Written problem: Quote every line of the records below verbatim, leaving out the pictures.

Records shown:
((
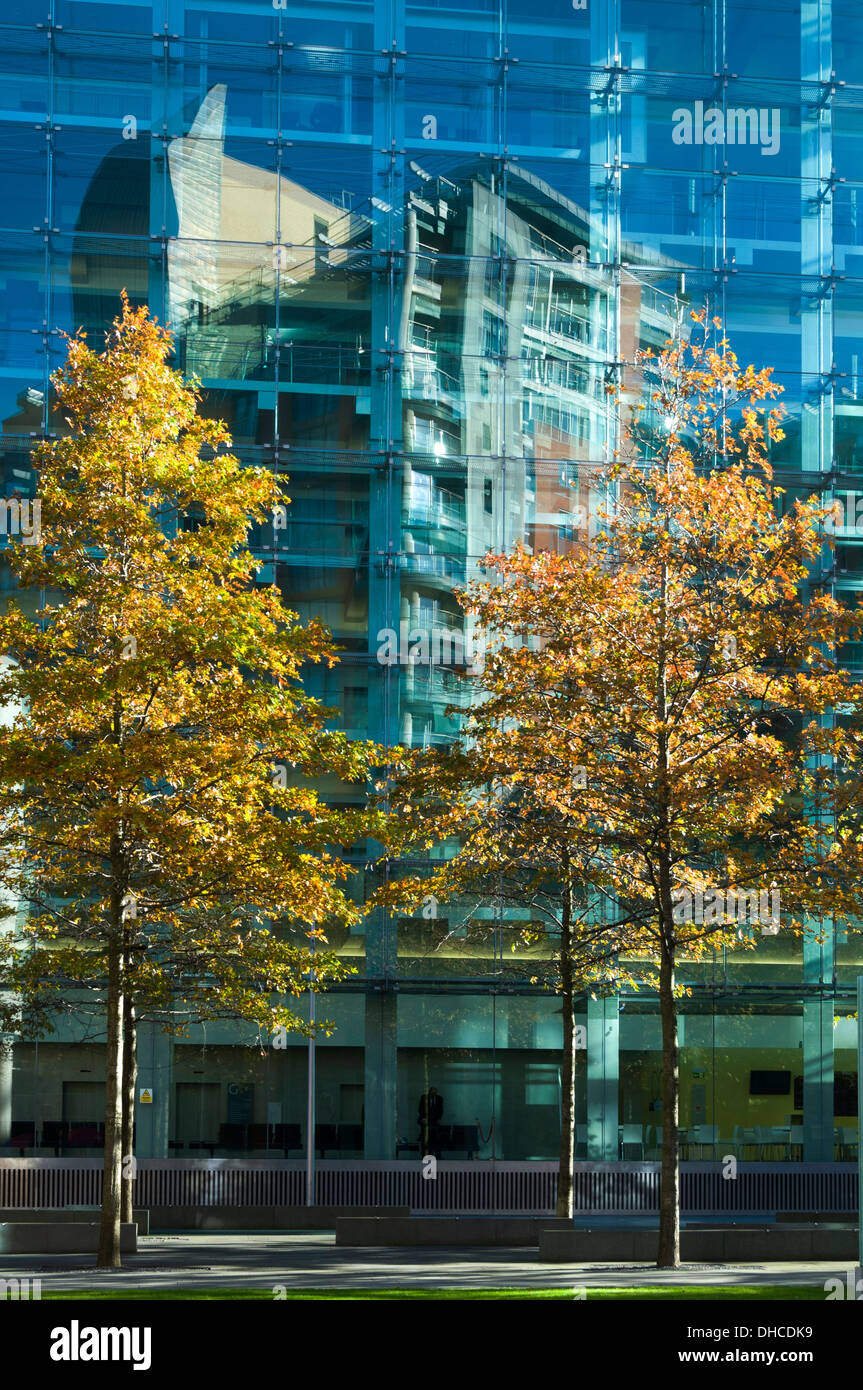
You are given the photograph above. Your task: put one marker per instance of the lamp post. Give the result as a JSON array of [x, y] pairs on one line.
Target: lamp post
[[859, 1275], [310, 1097]]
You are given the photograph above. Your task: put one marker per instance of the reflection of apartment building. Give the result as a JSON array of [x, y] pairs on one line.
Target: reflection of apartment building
[[416, 321]]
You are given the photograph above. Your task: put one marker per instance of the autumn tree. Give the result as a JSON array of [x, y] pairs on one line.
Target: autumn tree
[[159, 815], [648, 729]]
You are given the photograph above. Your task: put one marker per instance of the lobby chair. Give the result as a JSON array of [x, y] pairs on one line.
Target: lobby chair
[[89, 1134], [325, 1137], [745, 1139], [352, 1139], [705, 1136], [53, 1136], [234, 1137], [459, 1139], [22, 1136]]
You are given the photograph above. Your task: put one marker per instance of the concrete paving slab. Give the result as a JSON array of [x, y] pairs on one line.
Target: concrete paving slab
[[313, 1261]]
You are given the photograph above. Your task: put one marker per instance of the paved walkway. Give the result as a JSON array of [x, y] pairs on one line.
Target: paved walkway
[[310, 1260]]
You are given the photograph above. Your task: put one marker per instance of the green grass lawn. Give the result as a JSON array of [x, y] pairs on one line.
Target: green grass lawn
[[765, 1293]]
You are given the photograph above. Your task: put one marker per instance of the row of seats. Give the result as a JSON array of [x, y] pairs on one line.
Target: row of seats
[[763, 1141], [285, 1139], [446, 1139], [57, 1134]]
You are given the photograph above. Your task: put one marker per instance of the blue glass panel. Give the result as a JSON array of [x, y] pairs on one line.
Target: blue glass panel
[[22, 177]]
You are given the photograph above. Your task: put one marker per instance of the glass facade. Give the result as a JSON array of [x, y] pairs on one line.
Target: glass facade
[[406, 248]]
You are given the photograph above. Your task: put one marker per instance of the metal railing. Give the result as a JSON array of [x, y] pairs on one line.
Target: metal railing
[[459, 1186]]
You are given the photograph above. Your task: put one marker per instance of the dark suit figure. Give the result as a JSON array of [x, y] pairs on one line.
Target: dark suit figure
[[428, 1119]]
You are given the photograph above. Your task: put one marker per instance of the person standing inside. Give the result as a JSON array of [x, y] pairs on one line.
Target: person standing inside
[[428, 1119]]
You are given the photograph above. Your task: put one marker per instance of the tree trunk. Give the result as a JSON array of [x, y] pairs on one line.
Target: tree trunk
[[567, 1064], [109, 1235], [129, 1077], [669, 1205]]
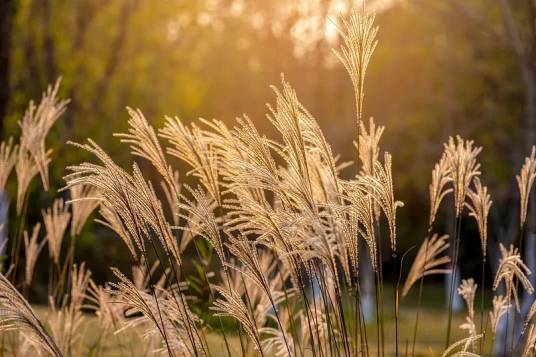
))
Result for this task:
You are given the photograph above. Your task: put one marker per instance of the lamp post. Give the result as a JSON array of [x, y] pairs on one line.
Target: lamp post
[[859, 1275], [310, 1097]]
You are given the photograph above. Your task: put one marker per instance of the reflection of apartment building. Give the result as a JSON array of [x, y] pairs on one line.
Target: reflection of apartment building
[[416, 321]]
You are given the photograph above. Your task: put one marker per instance of the autumn tree. Give the result as a JSON array of [x, y] pairs on one line.
Target: autumn tree
[[159, 815], [648, 729]]
You are given the photograph above. Your task: put one marker per instance of the lobby chair. Give the result as a JSON array of [x, y] pairs on one line.
Target: lobby chair
[[89, 1134], [325, 1137], [745, 1139], [352, 1139], [705, 1136], [53, 1136], [234, 1137], [459, 1139], [22, 1136]]
You are given the photograph above. Your task: put one marker per instance of the concrete paving slab. Give the result as a JSON array of [x, y] pairs on one line.
Target: concrete paving slab
[[313, 1261]]
You are given the photograph above. Your task: put one marker per instance of the paved walkway. Give the result as a JSON array of [x, y] pairs on one line.
Target: paved walkway
[[310, 1260]]
You are given the photograph above. Your task: put one marker per instance of the green grass lawn. Give the result as a JSON array of [x, y] pairs on one line.
Target: green grass lawn
[[765, 1293]]
You are given the photograph above. Your task: put one marker per instance of the row of seats. Give the result as a JSON array of [x, y] pairs on one line.
Target: row of seats
[[763, 1141], [285, 1139], [446, 1139], [57, 1134]]
You are given the photograph above. Your task: put one marker per instance of the blue glass panel. Give the result as a JSON array of [x, y] pairs on one line.
Target: blue glass panel
[[22, 177]]
You are given the photograph above. Your task: put one marker per instance of the glass facade. Give the result as a JSON array of [x, y] pairs on one line.
Target: glass facade
[[406, 248]]
You are given the photograph above. Your task: put one marker per instance of the metal railing. Give the result as a JSON array of [x, y] pairs on one line.
Target: metal railing
[[459, 1186]]
You are given the photograph above. Your task: put one marker per instance of the dark suit figure. Give the result as a JSON array of [x, y] pairs on one line.
Target: dark suit figure
[[428, 1119]]
You are given the photograph above. Your task: put one marker per instance of the person standing inside. Give the result as a JSON array of [x, y] pairs on one line.
Target: person standing inside
[[428, 1119]]
You are given the photograph above. Your task: put one marker per instance of the tree trunk. Give the result as a JSON array of [x, y] pairs on one line.
Target: tree trunk
[[567, 1064], [109, 1235], [129, 1077], [669, 1205]]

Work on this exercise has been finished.